- WHAT IS REQUIRED
Copy exactly and only the lines running from the one that contains "point per instance: snake snout" to the final line of the data below, without the pictures.

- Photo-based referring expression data
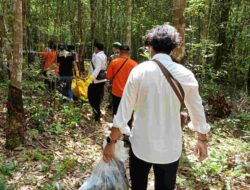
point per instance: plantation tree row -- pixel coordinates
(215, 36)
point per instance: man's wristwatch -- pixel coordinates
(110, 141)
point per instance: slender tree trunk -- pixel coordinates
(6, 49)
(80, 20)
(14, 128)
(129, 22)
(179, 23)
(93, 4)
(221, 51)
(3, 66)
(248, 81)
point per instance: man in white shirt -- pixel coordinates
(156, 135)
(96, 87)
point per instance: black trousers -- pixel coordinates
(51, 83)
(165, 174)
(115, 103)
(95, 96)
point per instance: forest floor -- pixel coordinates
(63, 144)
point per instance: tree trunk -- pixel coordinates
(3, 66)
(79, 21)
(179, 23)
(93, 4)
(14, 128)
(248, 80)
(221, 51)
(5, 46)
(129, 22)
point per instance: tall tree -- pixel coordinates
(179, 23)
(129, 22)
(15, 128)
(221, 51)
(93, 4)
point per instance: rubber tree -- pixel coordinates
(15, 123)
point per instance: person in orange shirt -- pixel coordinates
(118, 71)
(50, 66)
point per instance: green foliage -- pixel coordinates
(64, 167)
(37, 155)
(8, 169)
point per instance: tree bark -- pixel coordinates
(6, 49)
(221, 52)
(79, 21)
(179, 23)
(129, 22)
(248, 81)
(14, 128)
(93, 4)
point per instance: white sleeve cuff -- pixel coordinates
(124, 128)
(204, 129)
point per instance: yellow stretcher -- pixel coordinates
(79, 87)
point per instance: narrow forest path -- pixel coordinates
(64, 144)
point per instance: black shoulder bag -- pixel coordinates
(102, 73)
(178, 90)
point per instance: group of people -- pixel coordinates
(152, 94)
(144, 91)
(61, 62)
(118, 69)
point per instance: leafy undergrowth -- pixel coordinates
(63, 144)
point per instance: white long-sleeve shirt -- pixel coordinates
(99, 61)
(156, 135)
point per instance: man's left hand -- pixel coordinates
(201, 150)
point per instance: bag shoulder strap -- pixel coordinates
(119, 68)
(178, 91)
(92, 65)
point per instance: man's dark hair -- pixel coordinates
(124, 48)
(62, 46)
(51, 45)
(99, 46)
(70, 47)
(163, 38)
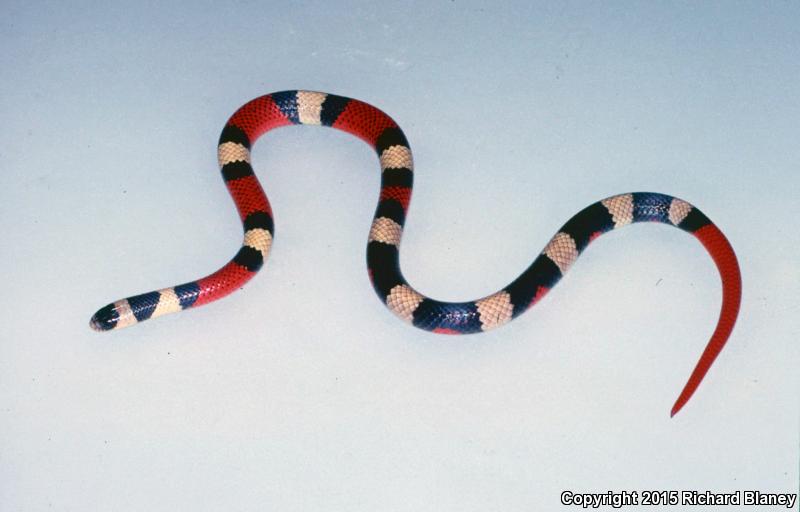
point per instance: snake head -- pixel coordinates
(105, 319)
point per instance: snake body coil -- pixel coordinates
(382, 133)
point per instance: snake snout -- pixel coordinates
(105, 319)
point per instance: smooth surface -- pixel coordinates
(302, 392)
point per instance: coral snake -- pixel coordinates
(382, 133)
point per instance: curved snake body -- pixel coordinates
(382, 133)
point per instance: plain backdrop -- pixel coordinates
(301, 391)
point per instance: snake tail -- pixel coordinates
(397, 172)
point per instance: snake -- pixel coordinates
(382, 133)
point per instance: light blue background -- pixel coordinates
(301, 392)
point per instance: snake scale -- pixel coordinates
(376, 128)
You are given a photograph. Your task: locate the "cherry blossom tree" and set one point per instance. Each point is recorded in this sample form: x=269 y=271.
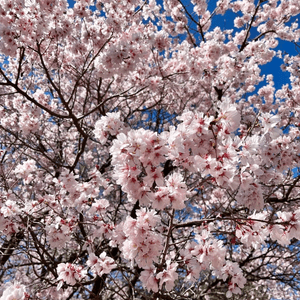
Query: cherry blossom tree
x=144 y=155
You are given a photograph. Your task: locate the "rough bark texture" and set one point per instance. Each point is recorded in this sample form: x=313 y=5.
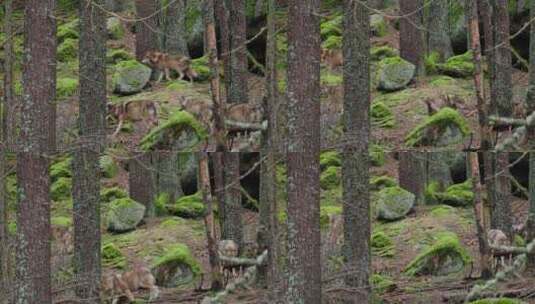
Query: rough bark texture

- SOLUTION
point per instance: snake snout -- pixel coordinates
(105, 319)
point per instance: smooth surface -- pixel coordinates
(302, 392)
point per instance: coral snake -- pixel coordinates
(382, 133)
point per instance: curved snake body -- pixel coordinates
(382, 133)
point per instance: plain backdrop -- pixel coordinates
(301, 391)
point per instance: snake tail -- pixel coordinates
(397, 172)
point per instance: snake -- pixel coordinates
(382, 133)
point per instance: light blue background -- pixel coordinates
(301, 392)
point per instance: snake scale -- pixel coordinates
(376, 128)
You are given a photograph. Your task: locate the "cherry blossom tree" and set one point per instance. Each point is recorded in this sample form: x=269 y=271.
Query: cherry blossom tree
x=144 y=155
You are given a photograph. Your task: locate the "rough bark texture" and set one point per instance. Each point is recorded in this sample form: x=313 y=5.
Query: rough bark texture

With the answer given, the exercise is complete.